» 設問:
- a) 今野健太の個展の案内文について、次の問いに答えてください。
(i) 今野健太が修了した課程は何か。
(ii) 『アムカオ』の仮面づくりに援用された技術は何か。
(iii) 会期中に開いている曜日はどれか。
- b) 今野健太の個展の案内文で、『アムカオ』の仮面に使われる素材として挙がっているものをすべて書き出してください。
- c) 今野健太の個展の案内文を、最後の行の後から書き進めてください。

» 抜粋文:

┄┄┄┄┄┄┄┄┄┄

析出

今野健太

2020年9月26日(土) - 10月31日(土)

アルマスギャラリーでは9月26日から10月31日まで、
石彫を軸とする制作を行っている今野健太の個展を開催いたします。

今野健太は東京芸術大学大学院博士後期課程美術専攻を修了後、
東京近郊で制作を行っています。

一貫して石彫による人体彫刻によって、自分自身を把握することさえ出来ない
人間の不確かさや不安をテーマに、複数の人物が変形し融合した立像や、
大人とも子供ともとれるようなデフォルメされた人物たちを制作してきました。

今展では、前回の個展時にまとまって展示された『テノヒラ』、
異素材による編み物のマスクと首像の組み合わせによる『アムカオ』、
また今野自身の制作において重要な位置を占める首像群である
『揮発する肖像』らの新作を展示します。

大型作品の長期にわたる制作期間の中で発生する石の破片を使用し、
ドローイング代わりに即興的に完成させるシリーズとしてはじまった『テノヒラ』。
割れた石の断面と対照的に有機的な作家の掌のディテールと、作り手の不明な時代の
彫刻や石器などへの観察による原始的なフォルムが同居した掌サイズの作品群です。

『アムカオ』は、テノヒラで養われた造形の自由さと、これまで避けてきた異素材の
組み合わせによる意欲的な首像シリーズです。
古布やペットボトルや藁、アトリエ周辺に自生する植物の繊維などを使い、
草履を編む技術を援用して仮面をつくり、首像と組み合わせています。
永続的な素材としての石と、おそらく石より短い耐用年数の素材を組み合わせて
首像をつくることにより、それぞれ素材固有の時間軸を取り込んだ作品群となっています。

『揮発する肖像』は今野の制作キャリアの初期から作られてきた重要な首像シリーズです。
造形的な的確さに忍び込むようなディフォルメと違和感の挿入により、
不安定にうつろい、明滅するように変化する人間の感情のあやうさを表現してゆく
作品となっています。

以前のものになりますが、今野健太の制作の根幹にふれた充実したインタビューが
ありますので、ぜひご覧ください。
「不毛なことの意味をかすかに信じる」――彫刻家・今野健太が彫り出す存在
今野健太×荒井裕樹





会期:2020年9月26日(土) – 10月31日(土) 12:00 – 19:00
金土日のみオープン
オープニングレセプションは行いません。
ご来場の際はマスクの着用および入り口での消毒液のご使用をお願いします。





またテノヒラシリーズの1~100番の作品をまとめた作品集を刊行します。
会場にて見本を設置しますので、ぜひお手にとってお確かめください。

『TENOHIRA No.001-100』

著者:今野健太

執筆:カニエ・ナハ(詩人)

┄┄┄┄┄┄┄┄┄┄

» 表示資料:
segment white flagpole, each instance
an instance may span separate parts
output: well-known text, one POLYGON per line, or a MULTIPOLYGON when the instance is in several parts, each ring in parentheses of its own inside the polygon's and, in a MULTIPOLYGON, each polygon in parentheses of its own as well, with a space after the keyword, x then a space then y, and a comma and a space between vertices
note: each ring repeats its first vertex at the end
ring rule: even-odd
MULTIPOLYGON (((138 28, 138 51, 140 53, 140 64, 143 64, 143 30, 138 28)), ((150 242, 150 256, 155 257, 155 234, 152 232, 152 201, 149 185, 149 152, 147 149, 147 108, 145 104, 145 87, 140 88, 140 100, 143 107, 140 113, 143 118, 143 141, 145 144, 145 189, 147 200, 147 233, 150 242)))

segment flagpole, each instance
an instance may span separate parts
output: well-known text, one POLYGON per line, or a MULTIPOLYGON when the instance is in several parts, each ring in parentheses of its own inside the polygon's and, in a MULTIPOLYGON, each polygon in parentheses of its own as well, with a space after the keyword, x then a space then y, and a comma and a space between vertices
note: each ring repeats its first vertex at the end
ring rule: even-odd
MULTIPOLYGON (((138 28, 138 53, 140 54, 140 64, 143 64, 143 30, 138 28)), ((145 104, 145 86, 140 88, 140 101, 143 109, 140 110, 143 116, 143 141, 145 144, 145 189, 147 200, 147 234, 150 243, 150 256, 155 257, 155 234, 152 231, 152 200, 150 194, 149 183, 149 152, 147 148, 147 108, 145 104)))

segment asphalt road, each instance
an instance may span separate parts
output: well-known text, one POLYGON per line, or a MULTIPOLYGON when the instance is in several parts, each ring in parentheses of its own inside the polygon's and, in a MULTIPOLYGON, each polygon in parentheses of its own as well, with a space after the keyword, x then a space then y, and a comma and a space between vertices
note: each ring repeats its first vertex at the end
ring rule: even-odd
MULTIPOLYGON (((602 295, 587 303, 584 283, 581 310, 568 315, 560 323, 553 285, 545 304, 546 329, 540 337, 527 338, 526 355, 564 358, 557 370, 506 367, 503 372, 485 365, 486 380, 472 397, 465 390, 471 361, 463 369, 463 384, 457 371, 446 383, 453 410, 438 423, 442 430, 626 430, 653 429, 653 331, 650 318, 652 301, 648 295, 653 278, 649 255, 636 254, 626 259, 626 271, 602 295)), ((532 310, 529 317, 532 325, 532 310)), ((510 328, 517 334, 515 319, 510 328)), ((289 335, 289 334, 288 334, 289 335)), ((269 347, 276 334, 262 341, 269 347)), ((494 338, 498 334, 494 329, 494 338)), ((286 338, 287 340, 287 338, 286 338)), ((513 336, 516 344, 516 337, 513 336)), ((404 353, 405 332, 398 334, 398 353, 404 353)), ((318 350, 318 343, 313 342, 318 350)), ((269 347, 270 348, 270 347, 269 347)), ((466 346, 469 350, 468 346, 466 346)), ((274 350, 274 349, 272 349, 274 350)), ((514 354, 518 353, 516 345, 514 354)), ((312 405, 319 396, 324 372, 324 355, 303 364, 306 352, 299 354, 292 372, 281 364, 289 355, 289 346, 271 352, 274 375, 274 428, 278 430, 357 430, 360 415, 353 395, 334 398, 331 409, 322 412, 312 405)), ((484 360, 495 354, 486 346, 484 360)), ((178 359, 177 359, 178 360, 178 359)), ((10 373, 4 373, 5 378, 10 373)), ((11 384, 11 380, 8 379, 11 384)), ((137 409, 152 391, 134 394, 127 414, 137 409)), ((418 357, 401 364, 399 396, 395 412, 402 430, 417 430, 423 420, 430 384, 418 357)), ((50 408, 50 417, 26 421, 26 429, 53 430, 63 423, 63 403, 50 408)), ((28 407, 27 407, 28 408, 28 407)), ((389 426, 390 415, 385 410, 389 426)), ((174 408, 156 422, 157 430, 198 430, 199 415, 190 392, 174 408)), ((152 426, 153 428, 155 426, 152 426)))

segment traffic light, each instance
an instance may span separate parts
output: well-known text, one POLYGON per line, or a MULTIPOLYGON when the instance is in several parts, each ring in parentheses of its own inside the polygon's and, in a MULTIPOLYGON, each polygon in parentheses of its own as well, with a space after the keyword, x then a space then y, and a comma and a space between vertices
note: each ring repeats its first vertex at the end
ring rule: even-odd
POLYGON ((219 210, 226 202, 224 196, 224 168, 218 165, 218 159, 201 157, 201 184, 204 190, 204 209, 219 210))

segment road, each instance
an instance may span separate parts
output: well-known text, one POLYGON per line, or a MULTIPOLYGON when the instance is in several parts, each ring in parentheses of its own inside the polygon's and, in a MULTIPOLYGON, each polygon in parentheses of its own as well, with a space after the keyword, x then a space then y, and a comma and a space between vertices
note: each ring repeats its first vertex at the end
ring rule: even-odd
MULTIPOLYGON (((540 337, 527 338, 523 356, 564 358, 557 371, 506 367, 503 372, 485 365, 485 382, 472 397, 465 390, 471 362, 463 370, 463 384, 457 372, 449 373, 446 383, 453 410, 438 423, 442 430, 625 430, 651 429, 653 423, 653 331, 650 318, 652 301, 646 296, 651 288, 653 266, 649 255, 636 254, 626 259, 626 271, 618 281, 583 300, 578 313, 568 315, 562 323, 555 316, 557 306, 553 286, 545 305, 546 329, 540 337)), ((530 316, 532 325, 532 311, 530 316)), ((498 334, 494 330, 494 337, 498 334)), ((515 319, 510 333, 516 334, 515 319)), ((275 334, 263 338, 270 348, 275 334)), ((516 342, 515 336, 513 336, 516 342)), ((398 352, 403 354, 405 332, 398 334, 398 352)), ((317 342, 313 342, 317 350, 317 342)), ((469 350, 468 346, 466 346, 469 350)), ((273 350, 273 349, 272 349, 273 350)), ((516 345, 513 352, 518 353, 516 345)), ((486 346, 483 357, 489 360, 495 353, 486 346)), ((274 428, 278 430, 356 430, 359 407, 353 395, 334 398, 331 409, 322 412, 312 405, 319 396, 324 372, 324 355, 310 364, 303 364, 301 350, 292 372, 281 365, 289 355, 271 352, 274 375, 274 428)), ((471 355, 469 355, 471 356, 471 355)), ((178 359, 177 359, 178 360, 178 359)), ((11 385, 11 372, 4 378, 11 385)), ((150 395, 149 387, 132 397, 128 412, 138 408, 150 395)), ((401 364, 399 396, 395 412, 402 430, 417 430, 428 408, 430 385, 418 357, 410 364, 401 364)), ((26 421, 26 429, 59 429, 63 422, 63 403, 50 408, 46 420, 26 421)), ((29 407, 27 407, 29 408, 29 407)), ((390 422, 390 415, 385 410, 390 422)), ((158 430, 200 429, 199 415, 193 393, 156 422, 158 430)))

┄┄┄┄┄┄┄┄┄┄

» 解答:
- a)
(i) 東京芸術大学大学院博士後期課程美術専攻
(ii) 草履を編む技術
(iii) 金曜日、土曜日、日曜日

- b)
古布
ペットボトル
藁
アトリエ周辺に自生する植物の繊維

- c)
デザイン:八木宏基

撮影:今野健太
言語:日本語・英語
仕様:A6/ソフトカバー/110P/カラー
部数:300部 

発行元:HARMAS GALLERY
定価:2,300円+税


特装版:30部限定
内容:作品集、作家によるオリジナルドローイング1枚、特装箱、石の欠片
価格:20,000円+税

tenohira_H1 tenohira_p11-12





今野健太 Kenta Konno_______________________________________

_____________



1980 東京生まれ

2009 東京芸術大学大学院博士後期課程美術専攻 修了

【個展】
2019 「 掌の彫刻 」 HARMAS GALLERY / 東京
2017 「 巨岩と花びらの狭間で 」 日本橋髙島屋美術画廊X / 東京
2015 「 ぱられる人 」 EARTH+GALLERY / 東京
2014  彫刻//新時代シリーズvol.1 今野健太展 「 あいとなるものもの 」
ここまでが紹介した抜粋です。